- _DATA FOR THE TASK_
++++

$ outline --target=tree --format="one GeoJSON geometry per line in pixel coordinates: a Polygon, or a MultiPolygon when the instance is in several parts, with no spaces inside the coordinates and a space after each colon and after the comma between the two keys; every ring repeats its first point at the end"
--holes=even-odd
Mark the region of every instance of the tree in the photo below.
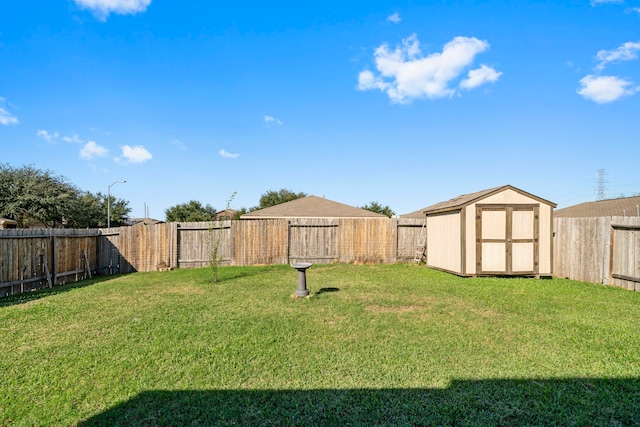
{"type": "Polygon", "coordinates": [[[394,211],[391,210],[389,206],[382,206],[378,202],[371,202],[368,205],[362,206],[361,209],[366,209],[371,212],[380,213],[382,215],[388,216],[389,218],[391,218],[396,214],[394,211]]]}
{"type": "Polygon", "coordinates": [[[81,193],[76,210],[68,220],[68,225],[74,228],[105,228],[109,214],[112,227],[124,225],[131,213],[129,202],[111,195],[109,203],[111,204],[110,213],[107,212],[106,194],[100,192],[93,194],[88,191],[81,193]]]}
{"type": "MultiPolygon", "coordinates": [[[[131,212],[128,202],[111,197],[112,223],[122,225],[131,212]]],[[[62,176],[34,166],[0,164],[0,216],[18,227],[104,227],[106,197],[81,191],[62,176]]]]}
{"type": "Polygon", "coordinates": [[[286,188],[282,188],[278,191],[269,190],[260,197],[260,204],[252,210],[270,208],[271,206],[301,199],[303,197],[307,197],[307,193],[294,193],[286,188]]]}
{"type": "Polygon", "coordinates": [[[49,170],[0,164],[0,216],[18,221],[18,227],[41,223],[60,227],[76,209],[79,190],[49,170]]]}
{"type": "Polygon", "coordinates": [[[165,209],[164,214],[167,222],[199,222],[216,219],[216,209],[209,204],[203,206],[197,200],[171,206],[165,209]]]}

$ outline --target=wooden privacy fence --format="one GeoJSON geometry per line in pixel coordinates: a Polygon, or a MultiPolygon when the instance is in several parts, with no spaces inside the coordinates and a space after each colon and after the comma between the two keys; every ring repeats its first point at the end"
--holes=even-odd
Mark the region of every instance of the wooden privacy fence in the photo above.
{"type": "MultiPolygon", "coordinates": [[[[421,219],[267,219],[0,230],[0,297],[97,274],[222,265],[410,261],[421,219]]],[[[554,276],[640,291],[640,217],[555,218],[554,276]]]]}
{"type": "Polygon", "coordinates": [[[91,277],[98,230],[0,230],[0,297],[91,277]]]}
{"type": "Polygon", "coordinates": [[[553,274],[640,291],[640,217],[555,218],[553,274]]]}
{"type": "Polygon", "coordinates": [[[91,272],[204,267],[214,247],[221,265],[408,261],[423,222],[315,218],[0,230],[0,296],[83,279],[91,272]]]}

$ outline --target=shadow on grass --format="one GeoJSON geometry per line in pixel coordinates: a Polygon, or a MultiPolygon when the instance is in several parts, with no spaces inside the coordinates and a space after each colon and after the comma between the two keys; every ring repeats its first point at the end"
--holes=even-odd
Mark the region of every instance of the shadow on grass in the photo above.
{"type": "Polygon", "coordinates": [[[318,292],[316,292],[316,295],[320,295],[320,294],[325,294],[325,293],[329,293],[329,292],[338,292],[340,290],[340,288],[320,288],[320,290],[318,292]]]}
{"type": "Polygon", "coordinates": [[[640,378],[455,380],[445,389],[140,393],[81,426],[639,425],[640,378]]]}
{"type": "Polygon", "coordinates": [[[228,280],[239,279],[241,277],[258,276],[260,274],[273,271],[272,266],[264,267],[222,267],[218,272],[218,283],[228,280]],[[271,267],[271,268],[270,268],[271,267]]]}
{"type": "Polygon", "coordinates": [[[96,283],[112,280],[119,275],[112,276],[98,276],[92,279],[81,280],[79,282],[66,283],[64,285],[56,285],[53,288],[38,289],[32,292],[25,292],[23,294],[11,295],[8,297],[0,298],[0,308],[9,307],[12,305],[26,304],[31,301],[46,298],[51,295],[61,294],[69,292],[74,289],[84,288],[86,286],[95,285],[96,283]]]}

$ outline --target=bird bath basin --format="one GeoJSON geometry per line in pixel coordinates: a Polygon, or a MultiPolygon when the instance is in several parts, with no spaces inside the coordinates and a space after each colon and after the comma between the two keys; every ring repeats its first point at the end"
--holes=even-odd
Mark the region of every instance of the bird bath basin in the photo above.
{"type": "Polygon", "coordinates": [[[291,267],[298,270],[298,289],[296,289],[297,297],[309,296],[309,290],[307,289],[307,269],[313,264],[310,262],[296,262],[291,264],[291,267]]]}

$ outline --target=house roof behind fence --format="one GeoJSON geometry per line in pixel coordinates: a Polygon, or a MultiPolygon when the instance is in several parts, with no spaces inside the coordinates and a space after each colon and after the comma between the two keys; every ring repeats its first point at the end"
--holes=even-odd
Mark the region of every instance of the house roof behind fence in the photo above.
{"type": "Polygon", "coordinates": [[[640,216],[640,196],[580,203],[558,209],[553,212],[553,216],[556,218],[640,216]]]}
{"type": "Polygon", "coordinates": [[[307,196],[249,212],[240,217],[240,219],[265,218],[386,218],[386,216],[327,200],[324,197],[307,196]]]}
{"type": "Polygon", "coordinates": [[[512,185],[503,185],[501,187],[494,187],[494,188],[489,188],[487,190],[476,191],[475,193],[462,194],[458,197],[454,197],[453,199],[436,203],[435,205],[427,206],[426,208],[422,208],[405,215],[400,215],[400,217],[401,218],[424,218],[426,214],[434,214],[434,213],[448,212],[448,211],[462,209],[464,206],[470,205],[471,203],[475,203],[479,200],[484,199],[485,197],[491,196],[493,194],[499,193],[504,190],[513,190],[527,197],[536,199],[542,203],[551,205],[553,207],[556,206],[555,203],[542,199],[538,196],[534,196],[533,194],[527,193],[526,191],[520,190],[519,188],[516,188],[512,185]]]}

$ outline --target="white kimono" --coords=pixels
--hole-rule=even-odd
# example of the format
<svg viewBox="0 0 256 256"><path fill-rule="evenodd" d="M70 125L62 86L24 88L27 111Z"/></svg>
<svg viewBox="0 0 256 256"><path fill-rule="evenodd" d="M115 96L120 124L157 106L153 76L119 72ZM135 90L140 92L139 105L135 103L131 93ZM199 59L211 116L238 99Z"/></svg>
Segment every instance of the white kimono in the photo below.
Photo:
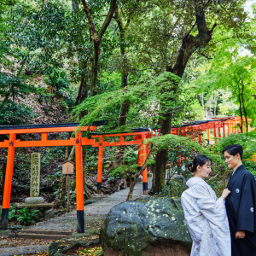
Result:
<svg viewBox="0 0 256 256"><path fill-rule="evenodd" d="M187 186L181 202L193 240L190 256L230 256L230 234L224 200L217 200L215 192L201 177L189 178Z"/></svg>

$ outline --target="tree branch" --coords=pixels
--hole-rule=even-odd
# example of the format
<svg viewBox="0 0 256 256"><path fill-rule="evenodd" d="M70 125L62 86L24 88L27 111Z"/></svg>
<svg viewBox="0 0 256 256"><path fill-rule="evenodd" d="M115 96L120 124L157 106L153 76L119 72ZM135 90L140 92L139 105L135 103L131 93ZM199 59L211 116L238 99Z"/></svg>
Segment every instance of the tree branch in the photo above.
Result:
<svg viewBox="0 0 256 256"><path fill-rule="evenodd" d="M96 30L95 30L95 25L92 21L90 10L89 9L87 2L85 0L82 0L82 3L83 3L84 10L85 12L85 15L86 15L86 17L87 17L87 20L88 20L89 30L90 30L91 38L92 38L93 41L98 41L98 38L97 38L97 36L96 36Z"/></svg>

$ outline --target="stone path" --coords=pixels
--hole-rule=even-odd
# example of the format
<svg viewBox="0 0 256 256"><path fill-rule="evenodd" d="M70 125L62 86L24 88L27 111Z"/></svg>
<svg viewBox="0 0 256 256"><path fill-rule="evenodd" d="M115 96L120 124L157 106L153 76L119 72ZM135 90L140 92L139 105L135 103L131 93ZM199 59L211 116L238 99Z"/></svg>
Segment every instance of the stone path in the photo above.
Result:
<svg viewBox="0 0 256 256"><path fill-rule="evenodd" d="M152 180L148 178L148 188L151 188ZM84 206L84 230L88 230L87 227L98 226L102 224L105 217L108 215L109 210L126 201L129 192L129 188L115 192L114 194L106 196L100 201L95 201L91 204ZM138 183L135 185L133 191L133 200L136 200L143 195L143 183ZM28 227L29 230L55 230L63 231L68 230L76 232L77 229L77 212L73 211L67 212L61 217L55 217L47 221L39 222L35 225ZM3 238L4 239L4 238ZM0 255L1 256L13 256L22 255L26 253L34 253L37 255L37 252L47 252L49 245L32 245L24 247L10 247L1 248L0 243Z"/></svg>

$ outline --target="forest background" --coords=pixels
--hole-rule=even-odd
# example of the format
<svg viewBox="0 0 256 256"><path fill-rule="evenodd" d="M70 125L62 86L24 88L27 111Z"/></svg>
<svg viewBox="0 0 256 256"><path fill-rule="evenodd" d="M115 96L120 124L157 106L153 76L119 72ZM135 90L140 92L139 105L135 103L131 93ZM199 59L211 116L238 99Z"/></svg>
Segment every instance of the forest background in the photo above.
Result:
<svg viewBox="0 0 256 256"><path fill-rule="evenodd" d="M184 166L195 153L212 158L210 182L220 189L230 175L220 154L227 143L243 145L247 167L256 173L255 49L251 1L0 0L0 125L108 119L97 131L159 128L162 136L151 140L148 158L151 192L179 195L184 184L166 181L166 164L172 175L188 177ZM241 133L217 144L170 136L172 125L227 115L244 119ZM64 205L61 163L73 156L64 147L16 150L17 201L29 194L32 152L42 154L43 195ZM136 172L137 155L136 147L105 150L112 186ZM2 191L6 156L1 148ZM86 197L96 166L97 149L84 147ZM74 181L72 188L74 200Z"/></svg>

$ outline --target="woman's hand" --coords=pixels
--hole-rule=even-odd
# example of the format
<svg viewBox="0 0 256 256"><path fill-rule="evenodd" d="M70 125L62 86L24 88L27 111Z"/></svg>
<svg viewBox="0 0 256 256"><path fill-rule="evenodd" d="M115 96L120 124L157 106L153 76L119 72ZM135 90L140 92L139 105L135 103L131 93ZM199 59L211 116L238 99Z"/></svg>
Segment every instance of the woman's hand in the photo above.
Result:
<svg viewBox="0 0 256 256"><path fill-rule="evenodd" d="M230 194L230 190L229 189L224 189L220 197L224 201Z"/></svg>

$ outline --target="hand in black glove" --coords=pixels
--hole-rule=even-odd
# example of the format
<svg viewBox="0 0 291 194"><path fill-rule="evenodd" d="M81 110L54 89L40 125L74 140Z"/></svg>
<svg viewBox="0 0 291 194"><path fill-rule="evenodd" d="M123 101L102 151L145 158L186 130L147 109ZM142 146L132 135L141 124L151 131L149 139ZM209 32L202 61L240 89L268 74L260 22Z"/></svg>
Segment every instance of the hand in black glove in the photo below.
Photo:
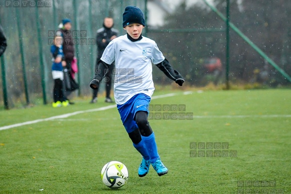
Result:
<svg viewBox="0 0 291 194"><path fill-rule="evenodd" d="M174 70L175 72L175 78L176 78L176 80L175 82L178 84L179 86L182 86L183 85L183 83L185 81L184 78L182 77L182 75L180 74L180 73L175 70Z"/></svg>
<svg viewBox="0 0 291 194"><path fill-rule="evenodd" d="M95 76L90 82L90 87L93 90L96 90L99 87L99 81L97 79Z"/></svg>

++++

- _TASK DESCRIPTION_
How many lines in the items contain the string "pixels" with matching case? Reply with the number only.

- _EXERCISE ANSWER_
6